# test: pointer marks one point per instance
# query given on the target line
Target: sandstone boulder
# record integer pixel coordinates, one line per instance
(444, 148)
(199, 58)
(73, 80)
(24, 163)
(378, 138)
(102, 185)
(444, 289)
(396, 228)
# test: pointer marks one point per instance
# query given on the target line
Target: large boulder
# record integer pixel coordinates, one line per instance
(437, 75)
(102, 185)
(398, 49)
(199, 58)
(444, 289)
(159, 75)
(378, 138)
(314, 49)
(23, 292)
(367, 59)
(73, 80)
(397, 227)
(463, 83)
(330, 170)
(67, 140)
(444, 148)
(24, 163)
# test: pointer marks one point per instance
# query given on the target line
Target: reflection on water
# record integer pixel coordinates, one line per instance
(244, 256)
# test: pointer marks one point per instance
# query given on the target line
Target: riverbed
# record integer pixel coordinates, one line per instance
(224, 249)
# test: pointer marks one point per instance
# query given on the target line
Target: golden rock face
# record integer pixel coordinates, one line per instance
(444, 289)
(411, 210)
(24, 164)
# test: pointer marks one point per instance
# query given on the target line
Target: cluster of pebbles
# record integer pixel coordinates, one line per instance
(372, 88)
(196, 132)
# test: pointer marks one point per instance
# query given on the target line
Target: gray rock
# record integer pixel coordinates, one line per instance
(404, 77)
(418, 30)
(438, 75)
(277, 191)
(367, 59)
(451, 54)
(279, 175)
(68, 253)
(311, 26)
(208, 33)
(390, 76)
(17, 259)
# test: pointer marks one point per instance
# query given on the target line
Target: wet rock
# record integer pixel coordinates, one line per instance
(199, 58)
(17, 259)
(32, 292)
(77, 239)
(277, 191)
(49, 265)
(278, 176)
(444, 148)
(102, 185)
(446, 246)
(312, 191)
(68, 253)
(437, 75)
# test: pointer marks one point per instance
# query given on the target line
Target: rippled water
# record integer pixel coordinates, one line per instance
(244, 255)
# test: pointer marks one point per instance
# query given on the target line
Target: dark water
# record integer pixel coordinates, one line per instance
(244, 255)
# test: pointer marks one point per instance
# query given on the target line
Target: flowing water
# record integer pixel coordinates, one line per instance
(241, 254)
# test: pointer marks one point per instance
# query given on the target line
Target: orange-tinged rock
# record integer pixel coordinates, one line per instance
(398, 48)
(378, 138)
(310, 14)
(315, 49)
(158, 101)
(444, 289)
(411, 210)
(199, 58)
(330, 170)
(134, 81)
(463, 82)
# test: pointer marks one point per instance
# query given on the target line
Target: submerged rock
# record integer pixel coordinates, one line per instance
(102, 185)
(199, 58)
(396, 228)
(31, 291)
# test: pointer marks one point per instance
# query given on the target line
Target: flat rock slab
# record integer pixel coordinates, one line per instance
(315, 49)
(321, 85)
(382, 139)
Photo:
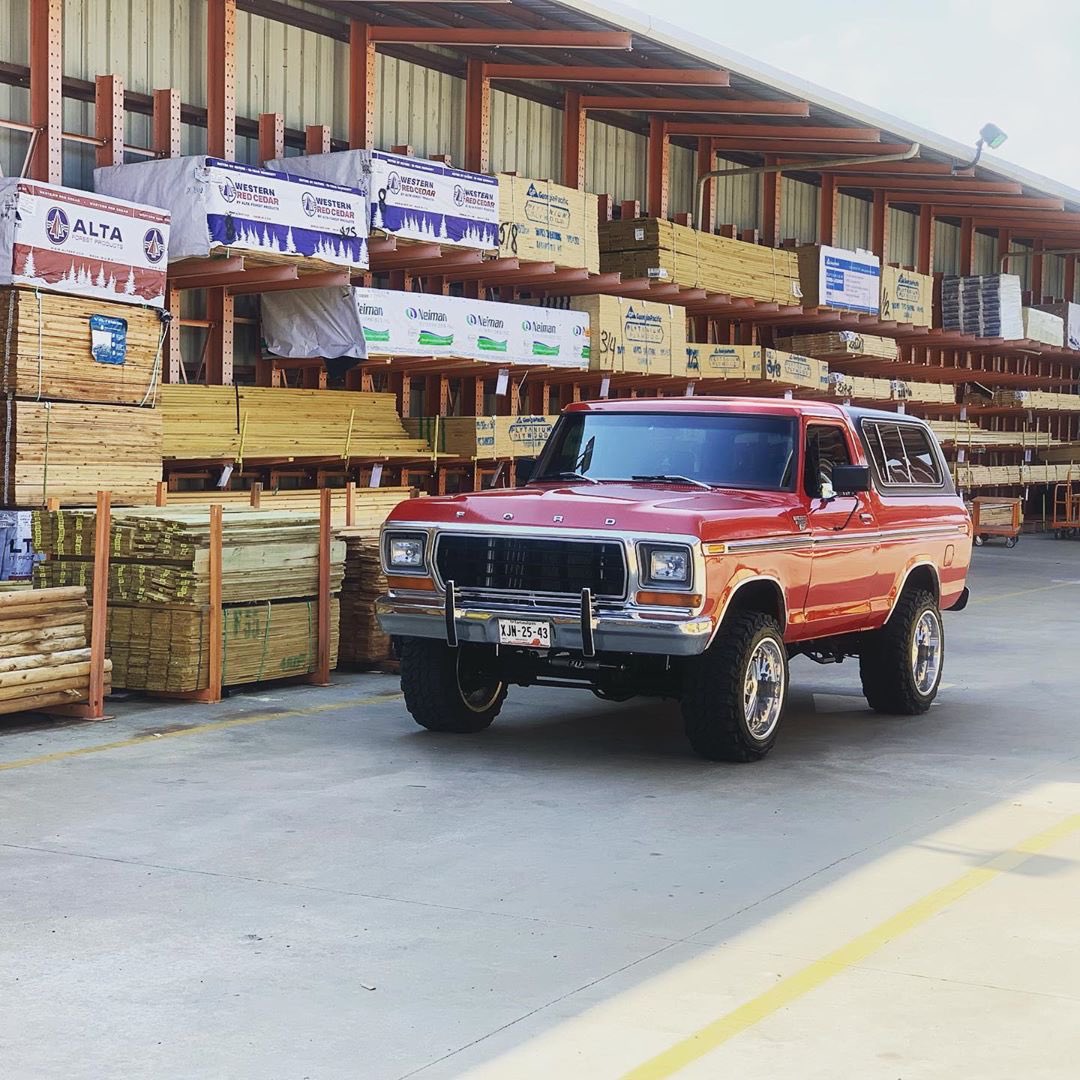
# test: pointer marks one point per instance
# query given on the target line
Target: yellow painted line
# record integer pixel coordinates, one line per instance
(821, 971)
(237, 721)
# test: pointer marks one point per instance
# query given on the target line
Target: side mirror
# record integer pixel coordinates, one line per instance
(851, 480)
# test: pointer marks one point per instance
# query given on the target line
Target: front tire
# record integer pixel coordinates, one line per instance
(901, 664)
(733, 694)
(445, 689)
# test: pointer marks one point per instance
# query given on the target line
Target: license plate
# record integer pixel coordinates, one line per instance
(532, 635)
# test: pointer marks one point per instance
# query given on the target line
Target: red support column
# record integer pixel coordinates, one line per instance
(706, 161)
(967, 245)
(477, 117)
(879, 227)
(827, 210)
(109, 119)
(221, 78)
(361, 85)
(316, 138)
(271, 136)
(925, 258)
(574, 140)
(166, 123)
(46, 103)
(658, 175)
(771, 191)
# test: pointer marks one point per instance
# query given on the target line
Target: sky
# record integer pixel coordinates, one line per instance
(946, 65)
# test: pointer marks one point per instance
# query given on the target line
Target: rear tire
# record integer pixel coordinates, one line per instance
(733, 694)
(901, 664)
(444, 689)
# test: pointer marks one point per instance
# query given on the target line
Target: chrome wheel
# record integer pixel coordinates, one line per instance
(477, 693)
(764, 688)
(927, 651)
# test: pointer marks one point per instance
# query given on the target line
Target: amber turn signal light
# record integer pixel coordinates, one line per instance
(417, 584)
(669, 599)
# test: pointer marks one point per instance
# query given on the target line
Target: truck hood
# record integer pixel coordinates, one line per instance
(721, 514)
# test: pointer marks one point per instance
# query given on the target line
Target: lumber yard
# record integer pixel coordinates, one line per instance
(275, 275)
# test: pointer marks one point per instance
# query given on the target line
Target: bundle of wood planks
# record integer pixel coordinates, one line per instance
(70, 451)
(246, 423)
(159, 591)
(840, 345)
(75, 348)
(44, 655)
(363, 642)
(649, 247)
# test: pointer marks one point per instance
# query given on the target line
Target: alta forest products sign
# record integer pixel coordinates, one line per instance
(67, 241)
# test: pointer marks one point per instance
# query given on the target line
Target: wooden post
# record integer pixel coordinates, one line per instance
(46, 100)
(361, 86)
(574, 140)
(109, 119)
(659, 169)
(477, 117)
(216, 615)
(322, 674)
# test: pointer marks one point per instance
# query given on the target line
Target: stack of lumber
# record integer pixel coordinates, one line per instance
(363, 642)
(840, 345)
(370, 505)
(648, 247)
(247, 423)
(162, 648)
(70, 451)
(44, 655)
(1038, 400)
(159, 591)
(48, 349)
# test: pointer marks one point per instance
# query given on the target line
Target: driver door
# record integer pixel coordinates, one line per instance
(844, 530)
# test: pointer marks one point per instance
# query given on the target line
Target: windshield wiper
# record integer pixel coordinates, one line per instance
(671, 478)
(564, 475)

...

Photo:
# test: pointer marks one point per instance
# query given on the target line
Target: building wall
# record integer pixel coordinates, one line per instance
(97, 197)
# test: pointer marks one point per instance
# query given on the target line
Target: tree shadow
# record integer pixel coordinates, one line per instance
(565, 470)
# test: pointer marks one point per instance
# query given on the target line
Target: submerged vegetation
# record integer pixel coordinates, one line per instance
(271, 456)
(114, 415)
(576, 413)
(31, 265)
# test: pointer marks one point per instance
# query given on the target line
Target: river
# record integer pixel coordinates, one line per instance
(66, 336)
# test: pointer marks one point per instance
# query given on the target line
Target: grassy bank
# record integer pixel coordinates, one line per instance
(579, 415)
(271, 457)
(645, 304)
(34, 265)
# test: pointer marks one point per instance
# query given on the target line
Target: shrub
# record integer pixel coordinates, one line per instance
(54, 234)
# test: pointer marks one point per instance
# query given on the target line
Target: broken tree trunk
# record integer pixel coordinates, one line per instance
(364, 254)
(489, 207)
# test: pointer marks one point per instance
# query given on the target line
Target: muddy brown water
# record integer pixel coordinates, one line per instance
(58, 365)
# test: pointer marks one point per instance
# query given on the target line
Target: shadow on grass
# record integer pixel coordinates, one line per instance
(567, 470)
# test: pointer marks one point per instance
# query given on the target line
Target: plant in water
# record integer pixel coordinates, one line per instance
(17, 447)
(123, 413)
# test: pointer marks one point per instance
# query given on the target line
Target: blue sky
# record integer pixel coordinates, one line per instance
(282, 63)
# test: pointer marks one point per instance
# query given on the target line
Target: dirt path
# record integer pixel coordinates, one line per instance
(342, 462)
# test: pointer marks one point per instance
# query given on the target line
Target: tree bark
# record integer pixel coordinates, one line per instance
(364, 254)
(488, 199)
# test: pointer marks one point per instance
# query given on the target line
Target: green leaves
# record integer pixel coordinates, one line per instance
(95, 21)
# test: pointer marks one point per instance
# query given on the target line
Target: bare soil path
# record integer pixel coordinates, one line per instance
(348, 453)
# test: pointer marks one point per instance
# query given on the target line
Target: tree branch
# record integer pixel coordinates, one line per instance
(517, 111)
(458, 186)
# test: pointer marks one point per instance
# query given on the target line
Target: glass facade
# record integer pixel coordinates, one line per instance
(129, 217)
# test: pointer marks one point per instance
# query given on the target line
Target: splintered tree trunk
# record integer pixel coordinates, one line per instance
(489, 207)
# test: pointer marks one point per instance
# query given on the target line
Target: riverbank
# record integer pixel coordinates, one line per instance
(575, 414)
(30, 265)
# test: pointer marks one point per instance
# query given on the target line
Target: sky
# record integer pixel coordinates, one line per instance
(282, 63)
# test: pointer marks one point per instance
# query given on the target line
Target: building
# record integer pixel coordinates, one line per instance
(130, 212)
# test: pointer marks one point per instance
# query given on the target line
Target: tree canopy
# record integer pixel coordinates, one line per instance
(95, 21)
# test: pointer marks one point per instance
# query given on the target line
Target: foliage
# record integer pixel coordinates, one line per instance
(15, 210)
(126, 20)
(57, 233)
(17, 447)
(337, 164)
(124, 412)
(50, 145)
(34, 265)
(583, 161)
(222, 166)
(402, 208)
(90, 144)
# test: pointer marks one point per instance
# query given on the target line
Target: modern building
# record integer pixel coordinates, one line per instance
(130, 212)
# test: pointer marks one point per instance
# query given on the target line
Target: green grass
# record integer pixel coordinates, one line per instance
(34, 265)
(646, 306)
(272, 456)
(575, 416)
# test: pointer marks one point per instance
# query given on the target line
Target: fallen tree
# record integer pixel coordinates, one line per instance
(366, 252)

--

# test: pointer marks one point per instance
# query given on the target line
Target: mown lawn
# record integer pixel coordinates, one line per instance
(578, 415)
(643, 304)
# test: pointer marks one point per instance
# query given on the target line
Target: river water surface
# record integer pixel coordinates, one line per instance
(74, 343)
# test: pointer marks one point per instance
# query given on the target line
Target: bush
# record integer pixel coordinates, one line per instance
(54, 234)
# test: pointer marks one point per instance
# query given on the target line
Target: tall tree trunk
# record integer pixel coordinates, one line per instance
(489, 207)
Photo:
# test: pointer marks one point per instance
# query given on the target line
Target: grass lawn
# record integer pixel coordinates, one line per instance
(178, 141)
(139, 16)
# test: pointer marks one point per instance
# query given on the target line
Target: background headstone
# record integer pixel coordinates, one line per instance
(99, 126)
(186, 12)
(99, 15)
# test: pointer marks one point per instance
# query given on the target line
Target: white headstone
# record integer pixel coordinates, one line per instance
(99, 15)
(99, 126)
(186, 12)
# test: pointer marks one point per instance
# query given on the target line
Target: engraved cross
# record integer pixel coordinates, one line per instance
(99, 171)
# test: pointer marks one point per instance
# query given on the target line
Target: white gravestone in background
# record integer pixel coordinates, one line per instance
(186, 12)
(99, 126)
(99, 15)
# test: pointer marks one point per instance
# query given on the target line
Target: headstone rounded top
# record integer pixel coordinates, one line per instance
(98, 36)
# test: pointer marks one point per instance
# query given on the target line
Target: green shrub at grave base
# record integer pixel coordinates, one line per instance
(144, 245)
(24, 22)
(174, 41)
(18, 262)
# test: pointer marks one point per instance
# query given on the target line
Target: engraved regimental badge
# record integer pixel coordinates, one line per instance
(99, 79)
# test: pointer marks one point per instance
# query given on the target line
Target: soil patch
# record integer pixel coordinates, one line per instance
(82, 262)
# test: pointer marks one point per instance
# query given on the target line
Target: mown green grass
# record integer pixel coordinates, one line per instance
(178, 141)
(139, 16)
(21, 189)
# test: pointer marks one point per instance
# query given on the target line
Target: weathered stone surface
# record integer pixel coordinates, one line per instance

WHAT THE TASK ASKS: Extract every line of the rows that contains the word "headstone", and copy each one in full.

FINAL RESULT:
Target: background headstone
Target: white headstone
Target: headstone rounded top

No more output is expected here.